→ **取り組む課題**
読売新聞の前川氏報道と西山事件を論じた本文抜粋について、最後の文の後から続きを書いてください。

→ **本文抜粋**
牧氏は「具体的な『犯罪行為』には触れていない。ヘンな記事だ! と思った」と指摘し、「《売買春の可能性がある風俗産業→そこに頻繁に通っていた元官僚→そんな人物の言い分を信じてはならない》の三段論法? だが、僕には『前川さんVS安倍内閣・読売新聞』の構図に見えてしまう」と述べる。なるほどその通り。

「西山事件」を連想させる展開に

次に「あの『西山事件』を思い出した」と書いているが、この私(沙鴎一歩)も読売の記事を読んで西山事件を連想した。だから前回この欄で「下ネタで問題の焦点をぼかして相手を攻撃し、世論を見方にしようとする作戦はこれまでもよく使われた」と書いたのである。

牧氏のコラムによると、西山事件は第3次佐藤栄作内閣のときに起きた。ニクソン米大統領との沖縄返還協定に関する出来事だ。米国が支払うことになっていた「地権者に対する土地原状回復費400万円」を実際には日本政府が肩代わりする密約が結ばれていた。毎日新聞政治部の西山太吉記者がその密約をにおわす記事を書き、社会党議員に情報を提供した。社会党は西山記者が提供した外務省極秘電文のコピーを手に国会で追及。世論は佐藤内閣を強く批判した。

→ **提供情報**
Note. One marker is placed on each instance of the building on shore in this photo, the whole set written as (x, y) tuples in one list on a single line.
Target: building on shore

→ **最終結果**
ところが、極秘電文を西山記者に流したのは、西山記者と親しい女性事務官だった。2人は国家公務員法違反の疑いで逮捕、起訴される。起訴状には「ひそかに情を通じ」という言葉が記載され、「週刊新潮」が2人の男女関係を報じると、世論は一変してしまった。

山崎豊子氏の小説『運命の人』のモチーフとなり、テレビドラマにもなっているから、ご存知の読者は多いだろう。それにしても「権力は恐ろしい」(今回の牧氏のコラムの見出しにもなっている)。